Collected data
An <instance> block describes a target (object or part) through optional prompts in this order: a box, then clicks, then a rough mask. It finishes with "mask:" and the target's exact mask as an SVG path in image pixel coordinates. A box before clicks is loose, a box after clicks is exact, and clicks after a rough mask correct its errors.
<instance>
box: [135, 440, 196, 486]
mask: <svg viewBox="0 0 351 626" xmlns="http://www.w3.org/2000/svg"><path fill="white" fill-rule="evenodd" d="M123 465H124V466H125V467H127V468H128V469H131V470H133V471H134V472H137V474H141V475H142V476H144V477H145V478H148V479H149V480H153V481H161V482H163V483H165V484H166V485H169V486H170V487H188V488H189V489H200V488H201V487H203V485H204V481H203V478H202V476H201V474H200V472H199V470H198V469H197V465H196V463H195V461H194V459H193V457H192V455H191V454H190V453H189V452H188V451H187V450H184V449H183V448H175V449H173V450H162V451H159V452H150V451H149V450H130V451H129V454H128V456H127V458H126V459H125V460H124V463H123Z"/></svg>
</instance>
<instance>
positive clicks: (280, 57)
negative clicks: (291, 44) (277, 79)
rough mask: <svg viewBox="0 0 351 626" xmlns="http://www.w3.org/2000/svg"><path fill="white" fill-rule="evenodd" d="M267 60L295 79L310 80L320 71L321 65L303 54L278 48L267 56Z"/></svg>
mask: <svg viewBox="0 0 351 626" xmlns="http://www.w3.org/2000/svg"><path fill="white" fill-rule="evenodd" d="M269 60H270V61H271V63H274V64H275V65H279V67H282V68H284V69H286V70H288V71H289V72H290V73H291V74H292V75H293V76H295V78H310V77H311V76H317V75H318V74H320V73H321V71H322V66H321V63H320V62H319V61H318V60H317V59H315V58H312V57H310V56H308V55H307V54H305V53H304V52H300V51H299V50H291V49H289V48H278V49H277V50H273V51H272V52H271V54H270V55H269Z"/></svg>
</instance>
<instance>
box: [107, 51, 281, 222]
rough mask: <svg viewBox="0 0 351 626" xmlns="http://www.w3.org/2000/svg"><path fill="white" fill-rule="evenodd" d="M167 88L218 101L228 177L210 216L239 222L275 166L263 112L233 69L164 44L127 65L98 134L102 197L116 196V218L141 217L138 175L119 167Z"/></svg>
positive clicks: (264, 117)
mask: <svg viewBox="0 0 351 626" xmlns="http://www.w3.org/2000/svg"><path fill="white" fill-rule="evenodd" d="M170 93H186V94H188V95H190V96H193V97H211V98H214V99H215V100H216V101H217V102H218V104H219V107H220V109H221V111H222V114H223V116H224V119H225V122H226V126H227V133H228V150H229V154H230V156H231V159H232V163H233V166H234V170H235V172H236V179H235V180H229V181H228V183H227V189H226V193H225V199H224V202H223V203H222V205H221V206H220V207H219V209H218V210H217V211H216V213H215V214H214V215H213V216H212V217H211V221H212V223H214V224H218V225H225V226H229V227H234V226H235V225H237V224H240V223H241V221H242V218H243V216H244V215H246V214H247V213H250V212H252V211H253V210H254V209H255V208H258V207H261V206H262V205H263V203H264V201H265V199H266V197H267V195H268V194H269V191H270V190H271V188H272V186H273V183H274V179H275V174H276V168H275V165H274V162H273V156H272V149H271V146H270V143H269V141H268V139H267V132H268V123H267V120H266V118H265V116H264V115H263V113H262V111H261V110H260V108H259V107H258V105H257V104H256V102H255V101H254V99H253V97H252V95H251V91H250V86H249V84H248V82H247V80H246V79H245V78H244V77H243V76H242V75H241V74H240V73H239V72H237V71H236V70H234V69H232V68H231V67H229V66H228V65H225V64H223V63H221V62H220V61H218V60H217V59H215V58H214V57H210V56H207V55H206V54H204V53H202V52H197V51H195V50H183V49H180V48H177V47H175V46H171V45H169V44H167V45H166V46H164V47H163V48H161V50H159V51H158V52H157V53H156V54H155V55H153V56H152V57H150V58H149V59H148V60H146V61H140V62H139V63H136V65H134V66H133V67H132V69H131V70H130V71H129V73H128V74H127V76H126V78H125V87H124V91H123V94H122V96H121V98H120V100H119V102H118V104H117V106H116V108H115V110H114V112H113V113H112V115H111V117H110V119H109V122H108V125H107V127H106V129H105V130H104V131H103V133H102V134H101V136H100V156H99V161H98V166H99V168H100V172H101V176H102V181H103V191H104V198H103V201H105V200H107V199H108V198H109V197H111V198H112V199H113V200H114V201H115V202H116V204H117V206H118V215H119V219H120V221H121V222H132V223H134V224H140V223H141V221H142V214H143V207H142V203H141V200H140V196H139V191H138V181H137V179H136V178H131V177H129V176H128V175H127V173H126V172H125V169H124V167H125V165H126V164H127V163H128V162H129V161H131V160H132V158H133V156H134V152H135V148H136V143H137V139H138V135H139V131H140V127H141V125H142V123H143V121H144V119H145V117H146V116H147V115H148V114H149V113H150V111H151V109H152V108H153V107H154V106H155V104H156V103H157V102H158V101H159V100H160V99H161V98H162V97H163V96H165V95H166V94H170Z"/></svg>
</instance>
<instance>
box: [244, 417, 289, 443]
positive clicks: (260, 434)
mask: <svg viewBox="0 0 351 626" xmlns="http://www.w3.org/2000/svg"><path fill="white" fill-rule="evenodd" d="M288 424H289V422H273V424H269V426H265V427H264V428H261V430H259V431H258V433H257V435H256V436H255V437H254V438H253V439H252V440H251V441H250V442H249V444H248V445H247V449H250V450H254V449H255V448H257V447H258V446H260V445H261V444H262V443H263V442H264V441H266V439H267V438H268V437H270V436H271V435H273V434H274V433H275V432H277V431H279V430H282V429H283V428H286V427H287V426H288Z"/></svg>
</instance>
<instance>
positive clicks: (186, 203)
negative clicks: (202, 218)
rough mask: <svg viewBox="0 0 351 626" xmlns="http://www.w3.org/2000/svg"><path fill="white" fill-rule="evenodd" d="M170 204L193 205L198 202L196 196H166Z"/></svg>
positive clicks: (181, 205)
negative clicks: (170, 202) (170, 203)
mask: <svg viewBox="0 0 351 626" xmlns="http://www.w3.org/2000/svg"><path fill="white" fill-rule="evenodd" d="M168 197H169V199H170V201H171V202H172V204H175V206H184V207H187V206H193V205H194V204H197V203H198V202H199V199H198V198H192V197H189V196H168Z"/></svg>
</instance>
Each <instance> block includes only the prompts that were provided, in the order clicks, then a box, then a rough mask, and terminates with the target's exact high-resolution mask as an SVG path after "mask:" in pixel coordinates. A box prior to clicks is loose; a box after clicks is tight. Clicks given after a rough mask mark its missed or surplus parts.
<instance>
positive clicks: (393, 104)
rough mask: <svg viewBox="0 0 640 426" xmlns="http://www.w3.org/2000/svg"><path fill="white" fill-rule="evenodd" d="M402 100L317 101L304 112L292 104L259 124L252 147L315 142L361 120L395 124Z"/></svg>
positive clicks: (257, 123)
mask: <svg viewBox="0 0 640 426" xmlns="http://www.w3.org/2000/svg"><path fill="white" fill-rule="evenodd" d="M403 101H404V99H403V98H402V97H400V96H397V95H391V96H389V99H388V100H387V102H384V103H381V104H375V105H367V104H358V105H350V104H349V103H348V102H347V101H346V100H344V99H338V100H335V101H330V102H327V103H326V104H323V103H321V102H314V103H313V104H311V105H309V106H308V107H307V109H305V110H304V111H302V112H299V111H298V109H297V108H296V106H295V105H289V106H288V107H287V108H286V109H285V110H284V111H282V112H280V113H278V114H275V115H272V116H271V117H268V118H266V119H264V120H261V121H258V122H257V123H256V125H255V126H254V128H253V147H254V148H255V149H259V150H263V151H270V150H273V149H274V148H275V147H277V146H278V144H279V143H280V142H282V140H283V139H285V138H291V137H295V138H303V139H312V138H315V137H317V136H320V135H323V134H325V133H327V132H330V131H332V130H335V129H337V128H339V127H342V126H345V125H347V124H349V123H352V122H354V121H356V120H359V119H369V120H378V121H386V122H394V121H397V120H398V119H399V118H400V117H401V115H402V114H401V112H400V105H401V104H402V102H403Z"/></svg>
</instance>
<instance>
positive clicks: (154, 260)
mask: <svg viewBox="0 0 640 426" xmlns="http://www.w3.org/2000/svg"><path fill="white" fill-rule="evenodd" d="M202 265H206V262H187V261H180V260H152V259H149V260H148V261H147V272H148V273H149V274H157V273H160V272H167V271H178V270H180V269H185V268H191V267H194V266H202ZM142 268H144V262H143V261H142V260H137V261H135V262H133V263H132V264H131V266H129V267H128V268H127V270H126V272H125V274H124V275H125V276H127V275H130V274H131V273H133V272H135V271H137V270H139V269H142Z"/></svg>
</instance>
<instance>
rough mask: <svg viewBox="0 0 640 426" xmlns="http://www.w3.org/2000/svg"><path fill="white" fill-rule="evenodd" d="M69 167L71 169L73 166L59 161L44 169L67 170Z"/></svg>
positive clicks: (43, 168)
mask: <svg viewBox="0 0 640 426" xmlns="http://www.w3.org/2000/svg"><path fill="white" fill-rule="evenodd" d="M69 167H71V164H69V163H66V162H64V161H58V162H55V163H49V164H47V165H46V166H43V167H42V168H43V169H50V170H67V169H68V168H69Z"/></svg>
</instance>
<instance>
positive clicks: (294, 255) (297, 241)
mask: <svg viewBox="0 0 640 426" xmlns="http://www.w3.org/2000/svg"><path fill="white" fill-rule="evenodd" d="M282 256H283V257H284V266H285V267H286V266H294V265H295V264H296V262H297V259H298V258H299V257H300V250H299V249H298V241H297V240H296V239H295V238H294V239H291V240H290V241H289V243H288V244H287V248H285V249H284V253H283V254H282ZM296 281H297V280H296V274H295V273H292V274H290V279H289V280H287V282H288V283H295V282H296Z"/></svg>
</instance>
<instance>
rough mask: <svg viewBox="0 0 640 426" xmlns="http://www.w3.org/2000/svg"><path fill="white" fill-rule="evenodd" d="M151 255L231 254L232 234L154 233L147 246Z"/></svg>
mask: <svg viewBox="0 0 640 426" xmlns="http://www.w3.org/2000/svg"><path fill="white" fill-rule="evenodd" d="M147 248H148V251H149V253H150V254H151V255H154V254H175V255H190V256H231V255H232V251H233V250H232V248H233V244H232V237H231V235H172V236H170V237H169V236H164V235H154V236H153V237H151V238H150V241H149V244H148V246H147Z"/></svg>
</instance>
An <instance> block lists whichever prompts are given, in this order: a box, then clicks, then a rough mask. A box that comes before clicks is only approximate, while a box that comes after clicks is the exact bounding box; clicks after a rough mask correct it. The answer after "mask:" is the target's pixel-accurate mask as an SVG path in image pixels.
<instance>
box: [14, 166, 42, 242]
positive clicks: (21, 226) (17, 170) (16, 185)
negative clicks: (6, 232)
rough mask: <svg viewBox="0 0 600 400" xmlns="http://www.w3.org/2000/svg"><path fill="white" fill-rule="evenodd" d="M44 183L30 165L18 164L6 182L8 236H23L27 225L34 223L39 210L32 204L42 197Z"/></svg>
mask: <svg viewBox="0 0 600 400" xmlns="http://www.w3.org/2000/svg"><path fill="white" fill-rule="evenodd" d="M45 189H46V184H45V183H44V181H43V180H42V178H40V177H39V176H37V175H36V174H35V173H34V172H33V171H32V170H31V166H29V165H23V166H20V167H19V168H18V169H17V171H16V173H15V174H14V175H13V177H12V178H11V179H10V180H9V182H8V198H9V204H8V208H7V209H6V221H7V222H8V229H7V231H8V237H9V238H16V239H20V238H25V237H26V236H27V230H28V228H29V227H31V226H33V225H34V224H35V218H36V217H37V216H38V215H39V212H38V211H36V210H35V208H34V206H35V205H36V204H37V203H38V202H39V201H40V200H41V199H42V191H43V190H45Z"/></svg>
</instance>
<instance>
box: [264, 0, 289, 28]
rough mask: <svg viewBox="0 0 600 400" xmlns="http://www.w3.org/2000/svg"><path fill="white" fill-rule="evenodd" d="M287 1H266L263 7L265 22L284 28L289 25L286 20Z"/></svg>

=== THE TASK ===
Set down, unchanged, only those lines above that fall between the line with "box: [14, 166, 42, 242]" and the line with "negative clicks: (6, 232)", the two end lines included.

=== EXERCISE SOLUTION ===
box: [14, 166, 42, 242]
positive clicks: (21, 226) (17, 170) (16, 185)
negative clicks: (6, 232)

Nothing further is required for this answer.